— start of Working data —

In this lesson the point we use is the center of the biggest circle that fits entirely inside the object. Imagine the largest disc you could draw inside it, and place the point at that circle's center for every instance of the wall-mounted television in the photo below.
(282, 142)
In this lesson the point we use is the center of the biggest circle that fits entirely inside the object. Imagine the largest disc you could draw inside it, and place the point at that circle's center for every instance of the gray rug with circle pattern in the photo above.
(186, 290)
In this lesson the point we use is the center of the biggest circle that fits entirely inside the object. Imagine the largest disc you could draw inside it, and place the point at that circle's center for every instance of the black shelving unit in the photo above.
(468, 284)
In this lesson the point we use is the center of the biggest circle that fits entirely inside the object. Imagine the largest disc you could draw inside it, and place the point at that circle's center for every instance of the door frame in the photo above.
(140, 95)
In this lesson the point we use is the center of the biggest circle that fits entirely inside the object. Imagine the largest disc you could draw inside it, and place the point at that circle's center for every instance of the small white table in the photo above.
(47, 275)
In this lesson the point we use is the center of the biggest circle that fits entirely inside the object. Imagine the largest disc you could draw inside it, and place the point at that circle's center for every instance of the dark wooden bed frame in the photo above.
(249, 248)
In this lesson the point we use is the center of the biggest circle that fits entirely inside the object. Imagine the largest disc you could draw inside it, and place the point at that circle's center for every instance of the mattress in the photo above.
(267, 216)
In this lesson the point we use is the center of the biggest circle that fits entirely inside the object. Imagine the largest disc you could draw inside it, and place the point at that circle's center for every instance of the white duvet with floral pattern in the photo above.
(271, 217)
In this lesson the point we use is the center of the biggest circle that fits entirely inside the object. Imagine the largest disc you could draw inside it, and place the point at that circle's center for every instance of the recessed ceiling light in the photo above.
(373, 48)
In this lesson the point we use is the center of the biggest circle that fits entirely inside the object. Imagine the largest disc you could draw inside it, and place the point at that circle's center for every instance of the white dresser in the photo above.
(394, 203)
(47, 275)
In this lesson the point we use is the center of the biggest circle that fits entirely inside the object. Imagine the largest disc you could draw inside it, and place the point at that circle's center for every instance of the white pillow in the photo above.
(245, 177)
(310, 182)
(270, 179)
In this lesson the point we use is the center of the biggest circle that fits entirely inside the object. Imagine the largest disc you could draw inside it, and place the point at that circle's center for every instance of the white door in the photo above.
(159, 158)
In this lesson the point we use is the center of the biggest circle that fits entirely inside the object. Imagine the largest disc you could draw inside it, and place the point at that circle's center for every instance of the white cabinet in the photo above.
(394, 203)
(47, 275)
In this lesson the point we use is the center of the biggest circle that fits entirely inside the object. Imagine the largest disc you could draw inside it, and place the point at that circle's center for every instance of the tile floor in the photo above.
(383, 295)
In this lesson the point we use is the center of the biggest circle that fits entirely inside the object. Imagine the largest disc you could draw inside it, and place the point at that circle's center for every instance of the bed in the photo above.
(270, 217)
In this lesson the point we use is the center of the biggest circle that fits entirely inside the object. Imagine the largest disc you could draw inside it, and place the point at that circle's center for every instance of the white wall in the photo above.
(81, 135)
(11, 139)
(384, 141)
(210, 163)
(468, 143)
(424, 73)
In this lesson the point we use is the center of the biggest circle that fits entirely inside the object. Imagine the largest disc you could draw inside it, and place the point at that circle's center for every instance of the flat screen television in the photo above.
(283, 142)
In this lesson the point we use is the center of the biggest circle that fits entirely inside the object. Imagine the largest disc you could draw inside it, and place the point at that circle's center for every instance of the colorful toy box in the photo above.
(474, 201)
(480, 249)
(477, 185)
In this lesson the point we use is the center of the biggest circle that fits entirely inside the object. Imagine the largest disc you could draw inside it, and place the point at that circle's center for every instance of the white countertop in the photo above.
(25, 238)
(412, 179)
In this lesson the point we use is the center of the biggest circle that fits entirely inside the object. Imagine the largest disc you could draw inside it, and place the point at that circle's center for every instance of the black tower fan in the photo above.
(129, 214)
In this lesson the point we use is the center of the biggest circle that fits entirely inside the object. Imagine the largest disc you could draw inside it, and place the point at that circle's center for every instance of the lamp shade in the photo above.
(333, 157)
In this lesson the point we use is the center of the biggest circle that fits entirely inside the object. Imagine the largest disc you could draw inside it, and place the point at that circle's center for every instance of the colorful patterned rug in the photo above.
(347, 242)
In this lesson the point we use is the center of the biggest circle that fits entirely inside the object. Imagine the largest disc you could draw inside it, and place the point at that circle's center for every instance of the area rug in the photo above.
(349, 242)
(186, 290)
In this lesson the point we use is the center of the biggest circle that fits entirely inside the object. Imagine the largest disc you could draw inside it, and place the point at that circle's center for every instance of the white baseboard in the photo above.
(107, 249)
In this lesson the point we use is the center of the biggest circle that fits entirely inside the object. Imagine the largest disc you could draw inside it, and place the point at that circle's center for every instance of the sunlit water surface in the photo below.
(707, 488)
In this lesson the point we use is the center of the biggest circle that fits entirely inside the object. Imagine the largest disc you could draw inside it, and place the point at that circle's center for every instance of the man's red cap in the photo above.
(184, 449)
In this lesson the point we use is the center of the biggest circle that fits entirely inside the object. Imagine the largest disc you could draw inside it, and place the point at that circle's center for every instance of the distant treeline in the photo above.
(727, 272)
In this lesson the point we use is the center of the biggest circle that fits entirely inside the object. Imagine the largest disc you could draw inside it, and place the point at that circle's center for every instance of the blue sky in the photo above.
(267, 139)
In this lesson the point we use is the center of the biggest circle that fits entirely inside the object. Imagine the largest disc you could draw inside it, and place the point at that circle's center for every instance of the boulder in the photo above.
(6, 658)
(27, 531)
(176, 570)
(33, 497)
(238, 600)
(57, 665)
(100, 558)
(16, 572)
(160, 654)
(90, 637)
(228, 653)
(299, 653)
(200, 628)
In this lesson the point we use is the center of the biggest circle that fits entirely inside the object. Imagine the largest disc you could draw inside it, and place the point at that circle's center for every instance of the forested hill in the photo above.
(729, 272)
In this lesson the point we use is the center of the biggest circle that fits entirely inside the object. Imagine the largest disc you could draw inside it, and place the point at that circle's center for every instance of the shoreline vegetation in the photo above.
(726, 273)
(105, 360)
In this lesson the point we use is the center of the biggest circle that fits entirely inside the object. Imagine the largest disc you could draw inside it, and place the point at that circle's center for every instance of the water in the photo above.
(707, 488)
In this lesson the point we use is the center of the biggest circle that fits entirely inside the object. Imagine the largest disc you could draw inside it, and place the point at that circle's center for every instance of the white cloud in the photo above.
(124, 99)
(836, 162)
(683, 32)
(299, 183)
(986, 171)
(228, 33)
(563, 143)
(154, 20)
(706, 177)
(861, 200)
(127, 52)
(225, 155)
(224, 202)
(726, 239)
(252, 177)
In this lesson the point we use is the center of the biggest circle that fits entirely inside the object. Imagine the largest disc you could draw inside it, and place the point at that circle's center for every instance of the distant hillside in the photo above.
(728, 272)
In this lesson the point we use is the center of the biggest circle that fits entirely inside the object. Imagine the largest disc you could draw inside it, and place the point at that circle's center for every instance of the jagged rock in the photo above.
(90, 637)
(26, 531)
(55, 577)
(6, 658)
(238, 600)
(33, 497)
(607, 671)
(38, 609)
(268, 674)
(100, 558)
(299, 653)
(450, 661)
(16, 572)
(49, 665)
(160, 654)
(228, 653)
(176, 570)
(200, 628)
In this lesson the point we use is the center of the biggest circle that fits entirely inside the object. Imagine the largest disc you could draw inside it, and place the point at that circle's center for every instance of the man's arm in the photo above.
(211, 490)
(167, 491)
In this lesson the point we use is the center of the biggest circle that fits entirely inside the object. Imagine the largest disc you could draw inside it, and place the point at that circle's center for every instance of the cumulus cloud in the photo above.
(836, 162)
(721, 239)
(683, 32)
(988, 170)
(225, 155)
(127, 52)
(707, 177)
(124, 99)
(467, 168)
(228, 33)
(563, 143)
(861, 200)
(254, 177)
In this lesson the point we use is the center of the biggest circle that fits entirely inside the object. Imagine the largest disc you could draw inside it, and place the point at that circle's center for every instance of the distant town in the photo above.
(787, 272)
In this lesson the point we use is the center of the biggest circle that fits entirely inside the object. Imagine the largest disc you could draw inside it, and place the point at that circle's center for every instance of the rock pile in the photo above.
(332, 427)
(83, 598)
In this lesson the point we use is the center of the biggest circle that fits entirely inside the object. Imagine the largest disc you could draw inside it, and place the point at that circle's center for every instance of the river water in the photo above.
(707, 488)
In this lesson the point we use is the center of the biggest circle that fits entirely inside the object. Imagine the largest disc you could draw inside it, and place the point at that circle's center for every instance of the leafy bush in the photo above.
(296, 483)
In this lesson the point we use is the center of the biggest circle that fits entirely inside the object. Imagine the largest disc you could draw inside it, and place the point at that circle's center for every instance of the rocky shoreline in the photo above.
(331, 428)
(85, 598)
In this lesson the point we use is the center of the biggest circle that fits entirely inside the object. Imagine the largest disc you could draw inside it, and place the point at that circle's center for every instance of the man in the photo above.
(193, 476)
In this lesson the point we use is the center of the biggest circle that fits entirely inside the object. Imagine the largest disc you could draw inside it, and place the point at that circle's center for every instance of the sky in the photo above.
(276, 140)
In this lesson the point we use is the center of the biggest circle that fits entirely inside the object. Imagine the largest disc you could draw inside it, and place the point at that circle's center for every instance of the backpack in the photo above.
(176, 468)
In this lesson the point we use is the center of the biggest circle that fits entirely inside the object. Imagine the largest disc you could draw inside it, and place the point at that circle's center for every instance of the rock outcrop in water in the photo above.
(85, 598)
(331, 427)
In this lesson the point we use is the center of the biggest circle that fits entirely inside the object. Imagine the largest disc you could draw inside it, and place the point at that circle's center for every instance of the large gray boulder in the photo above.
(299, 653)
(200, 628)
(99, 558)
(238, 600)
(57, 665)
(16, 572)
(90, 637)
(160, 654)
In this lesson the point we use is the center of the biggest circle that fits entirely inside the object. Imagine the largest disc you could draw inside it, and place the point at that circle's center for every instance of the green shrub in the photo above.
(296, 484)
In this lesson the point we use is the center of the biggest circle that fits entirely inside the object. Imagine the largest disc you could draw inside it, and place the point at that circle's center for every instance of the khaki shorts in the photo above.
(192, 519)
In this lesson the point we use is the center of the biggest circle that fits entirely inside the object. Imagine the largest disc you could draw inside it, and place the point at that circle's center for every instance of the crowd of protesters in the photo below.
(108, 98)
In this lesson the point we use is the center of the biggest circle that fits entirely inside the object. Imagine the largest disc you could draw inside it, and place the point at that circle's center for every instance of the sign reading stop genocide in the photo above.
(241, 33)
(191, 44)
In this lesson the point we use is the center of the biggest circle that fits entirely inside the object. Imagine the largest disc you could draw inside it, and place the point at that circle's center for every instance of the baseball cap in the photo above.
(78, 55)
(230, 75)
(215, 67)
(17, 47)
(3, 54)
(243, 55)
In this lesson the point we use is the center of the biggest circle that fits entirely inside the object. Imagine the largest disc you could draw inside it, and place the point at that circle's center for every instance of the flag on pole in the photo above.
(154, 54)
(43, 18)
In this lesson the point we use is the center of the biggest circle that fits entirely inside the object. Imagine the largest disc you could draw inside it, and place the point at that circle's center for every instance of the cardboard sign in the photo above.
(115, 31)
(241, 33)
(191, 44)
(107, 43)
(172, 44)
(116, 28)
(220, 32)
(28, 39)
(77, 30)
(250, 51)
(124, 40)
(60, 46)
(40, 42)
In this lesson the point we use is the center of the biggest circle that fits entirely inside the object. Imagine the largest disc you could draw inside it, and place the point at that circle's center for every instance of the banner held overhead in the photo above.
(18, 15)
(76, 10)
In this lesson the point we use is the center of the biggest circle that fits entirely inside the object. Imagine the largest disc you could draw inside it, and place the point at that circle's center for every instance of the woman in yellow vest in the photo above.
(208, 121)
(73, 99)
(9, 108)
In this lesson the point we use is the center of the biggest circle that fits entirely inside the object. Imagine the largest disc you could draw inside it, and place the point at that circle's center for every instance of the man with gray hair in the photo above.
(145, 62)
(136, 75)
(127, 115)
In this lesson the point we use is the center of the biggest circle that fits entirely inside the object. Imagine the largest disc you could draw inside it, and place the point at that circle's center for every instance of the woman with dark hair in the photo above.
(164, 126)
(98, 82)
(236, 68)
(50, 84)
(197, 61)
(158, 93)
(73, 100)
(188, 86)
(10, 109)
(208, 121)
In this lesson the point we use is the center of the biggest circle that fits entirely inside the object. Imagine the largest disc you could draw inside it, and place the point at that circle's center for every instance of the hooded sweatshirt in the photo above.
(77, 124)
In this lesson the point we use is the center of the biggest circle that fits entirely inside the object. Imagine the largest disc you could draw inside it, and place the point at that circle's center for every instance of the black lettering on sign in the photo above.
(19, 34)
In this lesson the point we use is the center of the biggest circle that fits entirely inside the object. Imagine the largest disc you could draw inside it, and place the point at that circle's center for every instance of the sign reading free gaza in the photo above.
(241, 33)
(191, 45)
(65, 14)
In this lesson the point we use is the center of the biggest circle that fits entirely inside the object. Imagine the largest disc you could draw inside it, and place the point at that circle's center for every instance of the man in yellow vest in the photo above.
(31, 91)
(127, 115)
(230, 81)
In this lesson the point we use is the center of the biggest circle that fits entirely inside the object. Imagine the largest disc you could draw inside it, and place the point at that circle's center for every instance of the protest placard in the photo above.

— end of Working data —

### Work to complete
Output exactly the lines above, from the one holding "sweatshirt in the photo above." through the end of the data, including the first and last.

### Task solution
In this lesson the point we use is the center of the biggest circle that fits entirely inside the object. Imagine the largest disc you could draw inside it, and place the point at that circle's center for every instance of the hooded sweatshirt in the photo above.
(77, 124)
In this lesson the point we use is the center of the biggest circle that fits entirely inside the object. Imagine the largest disc you could draw inside it, and place the point at that circle's center for every instance of the black lettering on sign in the photo above.
(19, 34)
In this lesson the point we use is the center of the biggest circle that fits entirely inside the object. Imagine the largest disc you could draw inside it, and place the point at that circle's center for every instance of the sign reading free gaza in the photo above.
(241, 33)
(191, 45)
(65, 14)
In this lesson the point we use is the center of the biggest circle that fits entirely inside the object. Imagine the largest disc you could draw inside it, and place the point at that circle's center for every instance of the man in yellow vest in the photo above.
(31, 91)
(127, 115)
(230, 81)
In this lesson the point we use is the center of the biggest circle that fits entirely inside the object. Imagine the largest disc you could draw inside it, and place the point at that circle's center for every instance of the protest placard in the photo above.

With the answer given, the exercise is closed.